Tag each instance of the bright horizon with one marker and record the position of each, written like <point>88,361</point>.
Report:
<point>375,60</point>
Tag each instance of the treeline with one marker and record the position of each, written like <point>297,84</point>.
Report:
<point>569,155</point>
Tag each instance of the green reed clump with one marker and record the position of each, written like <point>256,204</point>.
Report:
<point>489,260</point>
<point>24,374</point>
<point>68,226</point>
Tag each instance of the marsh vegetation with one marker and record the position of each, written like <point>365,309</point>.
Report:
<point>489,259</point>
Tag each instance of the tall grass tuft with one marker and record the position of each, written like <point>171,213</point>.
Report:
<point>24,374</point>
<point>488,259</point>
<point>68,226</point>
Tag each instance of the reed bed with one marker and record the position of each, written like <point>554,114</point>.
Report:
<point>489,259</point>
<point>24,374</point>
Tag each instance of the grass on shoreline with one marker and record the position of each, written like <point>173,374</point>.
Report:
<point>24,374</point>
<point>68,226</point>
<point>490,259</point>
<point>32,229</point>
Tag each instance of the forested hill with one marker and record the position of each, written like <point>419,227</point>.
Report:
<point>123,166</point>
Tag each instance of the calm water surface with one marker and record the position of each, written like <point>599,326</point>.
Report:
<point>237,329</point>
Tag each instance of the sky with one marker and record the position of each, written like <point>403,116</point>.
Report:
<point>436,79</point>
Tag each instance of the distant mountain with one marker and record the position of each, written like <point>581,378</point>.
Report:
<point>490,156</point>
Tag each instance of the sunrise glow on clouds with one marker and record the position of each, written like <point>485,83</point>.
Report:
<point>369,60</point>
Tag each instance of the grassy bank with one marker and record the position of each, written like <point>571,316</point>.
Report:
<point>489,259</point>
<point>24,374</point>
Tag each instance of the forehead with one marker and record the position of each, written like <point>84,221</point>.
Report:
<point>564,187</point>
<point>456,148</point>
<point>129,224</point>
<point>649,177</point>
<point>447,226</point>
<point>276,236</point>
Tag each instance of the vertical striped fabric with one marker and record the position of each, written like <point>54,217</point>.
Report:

◇ ◇ ◇

*TASK PROMPT*: Reproduce all of the rows above, substituting "Label every instance" for every occurrence of "Tag each instance" and leaving everything else unchanged.

*OUTPUT FOR THIS TASK*:
Label every instance of the bright horizon with one marker and record the position of each, written like <point>88,361</point>.
Report:
<point>375,60</point>
Label every instance of the treeline with one marker and record the position of each, written like <point>297,84</point>.
Report:
<point>569,155</point>
Label every instance of the green reed clump with one marker and record the position of each, written like <point>256,204</point>.
Report:
<point>489,260</point>
<point>24,374</point>
<point>68,226</point>
Label every instance of the marsh vegetation with one marker and record the position of each, written like <point>365,309</point>.
Report:
<point>489,259</point>
Label every instance of the tall grass tuft with one marker and record the position of each, written like <point>171,213</point>.
Report:
<point>24,374</point>
<point>488,259</point>
<point>68,226</point>
Label every instance of the reed bed with one marker and record the position of each, written like <point>554,114</point>.
Report:
<point>489,259</point>
<point>24,374</point>
Label every instance of the grass on shoreline with one marker and record the position of each, written like <point>173,374</point>.
Report:
<point>24,374</point>
<point>68,226</point>
<point>490,259</point>
<point>32,229</point>
Label every instance of the forested hill with one marker and record the position of each, written like <point>419,227</point>.
Report:
<point>123,166</point>
Label every instance of the calm water surface with one marker and record the position of each, written like <point>599,326</point>.
Report:
<point>237,329</point>
Label every instance of the sky with one marker and record the position of each, written like <point>403,116</point>.
Report:
<point>436,79</point>
Label every instance of the distant mountain with one marker and record the position of each, written like <point>581,378</point>.
Report:
<point>490,156</point>
Label every instance of the sunrise glow on clouds with one marker and record the position of each, written like <point>485,83</point>.
Report:
<point>369,60</point>
Label every instance of the grassy bank with one marker and record the position of each, written like <point>571,316</point>.
Report:
<point>489,259</point>
<point>24,374</point>
Label every instance of the forehead with one marker and record the position of each, written like <point>84,221</point>.
Report:
<point>564,187</point>
<point>456,148</point>
<point>129,224</point>
<point>649,177</point>
<point>447,226</point>
<point>276,236</point>
Label every instance of the vertical striped fabric with one marker and record the position of each, written like <point>54,217</point>.
Report:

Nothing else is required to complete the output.